Remember Travel

Remember Travel

Courtesans, they are not. Curious, they are.

It’s been a year now.

After years and years of miles and miles (pun intended), I’ve spent twelve months pretty much staying put. It wasn’t that bad at all. Because the common thread, at least to me, was curiosity. And curiosity, properly applied, is just as powerful at home as it is halfway across the world. 

Like most people, I travelled for business, and for pleasure. Often a little of both. But what I liked when I travelled was being out of the comfort zone. Different food. Different languages. Different traffic laws. Funny accents. Different ideas of personal space. Different views of history and current events. It was the ability to adapt, or utter failure to do so, that I found exciting. How to sit on the floor and eat from a common giant platter in Wadi Rumm- left hand only please! How to explain in Spanglish that exfoliating skin with snail mucus in Peru would eventually require a wheelchair. How to not take your eye out with a boomerang in Brisbane. How to order a Bento box in Kamakura when every item is strictly detailed in the menu- and you want some from this and some from that. How to explain why you have a Saudi chama card, yet you forgot to use it on the way into the country and should not be detained on the way out of Riyadh. How to manage when your travel buddy mentions, rather casually upon ascent of Huayna Picchu, that she may be afraid of heights. How to use sign language in scuba gear to signal the bull shark behind your dive partner wants the hogfish he just shot.

Stored items
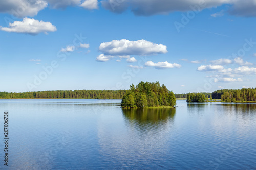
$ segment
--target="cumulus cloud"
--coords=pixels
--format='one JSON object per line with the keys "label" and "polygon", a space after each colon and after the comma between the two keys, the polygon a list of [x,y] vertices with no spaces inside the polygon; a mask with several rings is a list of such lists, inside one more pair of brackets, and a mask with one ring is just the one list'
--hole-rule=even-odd
{"label": "cumulus cloud", "polygon": [[18,18],[33,17],[47,5],[47,2],[43,0],[0,1],[0,13],[8,13]]}
{"label": "cumulus cloud", "polygon": [[221,17],[223,15],[224,15],[224,10],[221,10],[219,12],[217,12],[210,15],[210,16],[213,17],[214,18]]}
{"label": "cumulus cloud", "polygon": [[81,48],[89,48],[90,47],[90,45],[89,44],[81,43],[80,44],[79,47]]}
{"label": "cumulus cloud", "polygon": [[[103,0],[102,6],[112,12],[121,13],[130,9],[135,15],[150,16],[167,14],[175,11],[201,11],[206,8],[229,4],[228,12],[241,16],[256,16],[255,0],[206,0],[204,3],[197,0]],[[212,14],[221,16],[223,12]]]}
{"label": "cumulus cloud", "polygon": [[232,60],[229,59],[221,58],[220,59],[211,61],[210,62],[214,65],[225,65],[232,64]]}
{"label": "cumulus cloud", "polygon": [[41,61],[40,59],[31,59],[29,60],[29,61]]}
{"label": "cumulus cloud", "polygon": [[244,61],[242,58],[240,57],[237,57],[234,59],[234,62],[238,64],[239,64],[241,66],[243,65],[253,65],[253,64],[247,61]]}
{"label": "cumulus cloud", "polygon": [[200,63],[202,63],[202,62],[203,61],[202,60],[200,60],[200,61],[194,60],[194,61],[190,61],[188,59],[181,59],[181,60],[186,61],[186,62],[189,62],[190,63],[193,63],[193,64],[200,64]]}
{"label": "cumulus cloud", "polygon": [[113,40],[101,43],[99,50],[105,55],[112,56],[146,55],[167,52],[165,45],[143,39],[135,41],[126,39]]}
{"label": "cumulus cloud", "polygon": [[198,67],[197,70],[199,71],[220,71],[223,70],[224,67],[222,65],[201,65]]}
{"label": "cumulus cloud", "polygon": [[80,5],[80,7],[88,10],[98,9],[98,0],[86,0]]}
{"label": "cumulus cloud", "polygon": [[24,18],[22,21],[14,21],[9,23],[9,27],[0,27],[0,30],[9,32],[29,34],[32,35],[37,35],[40,33],[48,34],[48,32],[57,31],[55,26],[49,22],[44,22],[34,19]]}
{"label": "cumulus cloud", "polygon": [[75,49],[74,46],[67,46],[65,48],[62,48],[60,51],[62,52],[73,52]]}
{"label": "cumulus cloud", "polygon": [[234,79],[233,78],[226,77],[221,79],[215,78],[215,82],[242,82],[243,80],[241,78]]}
{"label": "cumulus cloud", "polygon": [[129,58],[126,60],[127,62],[133,63],[137,61],[137,60],[134,57]]}
{"label": "cumulus cloud", "polygon": [[159,62],[157,63],[154,63],[152,61],[147,61],[145,63],[145,66],[147,67],[154,67],[156,69],[166,69],[172,68],[180,68],[181,67],[179,64],[169,63],[168,62]]}
{"label": "cumulus cloud", "polygon": [[231,72],[243,75],[256,74],[256,68],[242,66],[232,70]]}
{"label": "cumulus cloud", "polygon": [[113,58],[114,56],[109,56],[109,55],[105,55],[104,54],[101,54],[96,58],[97,61],[100,62],[106,62]]}
{"label": "cumulus cloud", "polygon": [[130,67],[132,68],[135,68],[135,69],[143,69],[143,68],[144,68],[144,67],[142,66],[139,66],[138,65],[129,65],[128,67]]}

**PROBLEMS TO WORK ON**:
[A] Reproduce the stretch of the travel essay from "It’s been a" through "across the world.".
[B] In the travel essay, how long has the writer spent mostly staying put?
None of this work depends on the stored items.

**TASK SOLUTIONS**:
[A]
It’s been a year now.

After years and years of miles and miles (pun intended), I’ve spent twelve months pretty much staying put. It wasn’t that bad at all. Because the common thread, at least to me, was curiosity. And curiosity, properly applied, is just as powerful at home as it is halfway across the world.

[B] Twelve months.